Rewrite all of the lines below, including the requests, and multiply every point coordinate in the answers by 0.2, rounding to whole numbers with halves rounded up. Leave the pictures out.

*** Information supplied ***

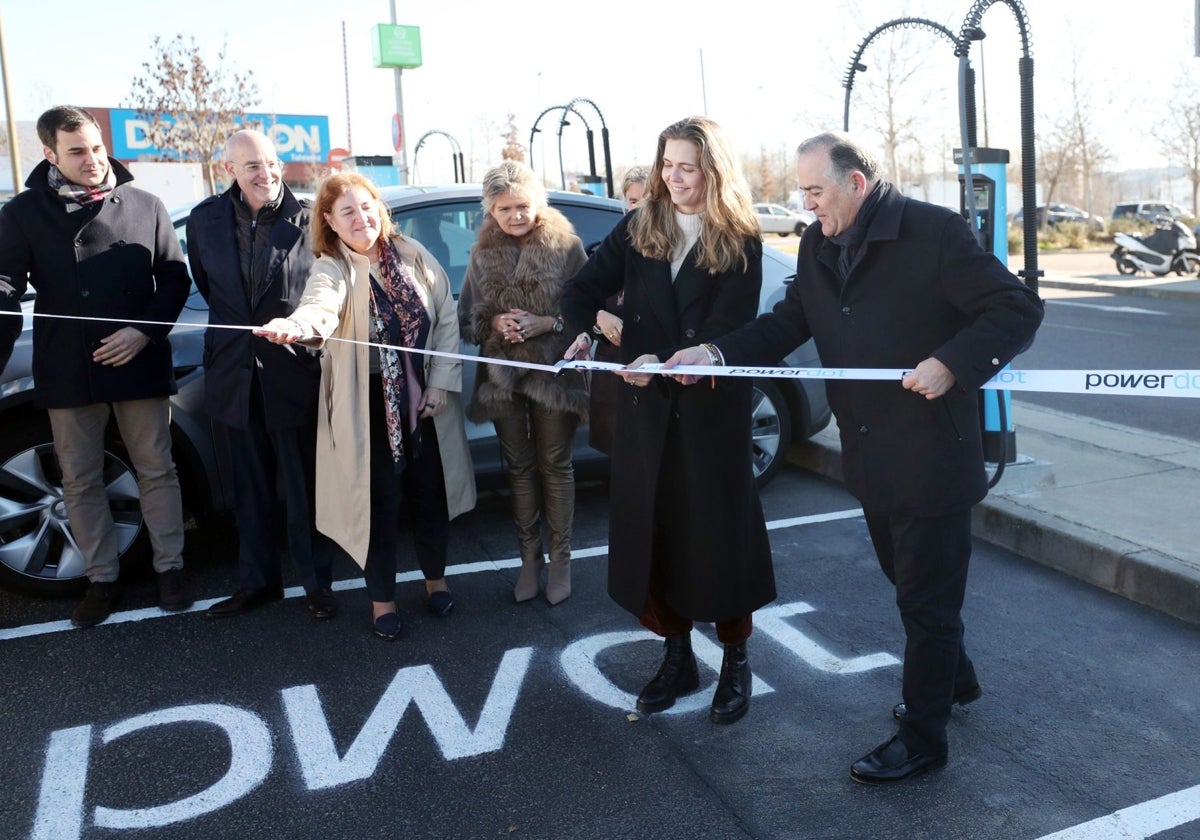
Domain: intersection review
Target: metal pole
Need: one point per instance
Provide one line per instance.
(13, 148)
(346, 81)
(402, 153)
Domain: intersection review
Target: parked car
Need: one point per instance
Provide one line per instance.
(1147, 210)
(1059, 214)
(778, 219)
(37, 555)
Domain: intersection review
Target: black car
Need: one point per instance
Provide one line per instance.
(37, 555)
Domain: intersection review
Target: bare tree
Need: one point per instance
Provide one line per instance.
(1057, 159)
(191, 107)
(1179, 135)
(899, 66)
(513, 149)
(1091, 155)
(766, 187)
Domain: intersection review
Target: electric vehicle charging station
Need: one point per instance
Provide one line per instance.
(989, 184)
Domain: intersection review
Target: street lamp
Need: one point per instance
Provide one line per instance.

***

■ **Full response**:
Domain: intersection review
Target: metal pole
Need: one point per instance
Provide one line per instance.
(3, 30)
(69, 16)
(80, 31)
Domain: intersection review
Target: parked car
Need: one point per instance
Provide one line per instance.
(229, 42)
(212, 43)
(156, 44)
(7, 111)
Domain: intersection review
Target: black car
Need: one point per instance
Provide one line per instance.
(7, 111)
Domain: intersection review
Target: bare tree
Need: one point per instance
Provide one line per instance.
(211, 32)
(38, 21)
(236, 27)
(180, 13)
(103, 30)
(218, 31)
(153, 37)
Domain: intersection review
Target: electric vehicle charging station
Need: one point per instance
Provide one line per instance.
(198, 37)
Domain: intersection review
Target: street lamp
Need: one point per instance
Provide one line per instance.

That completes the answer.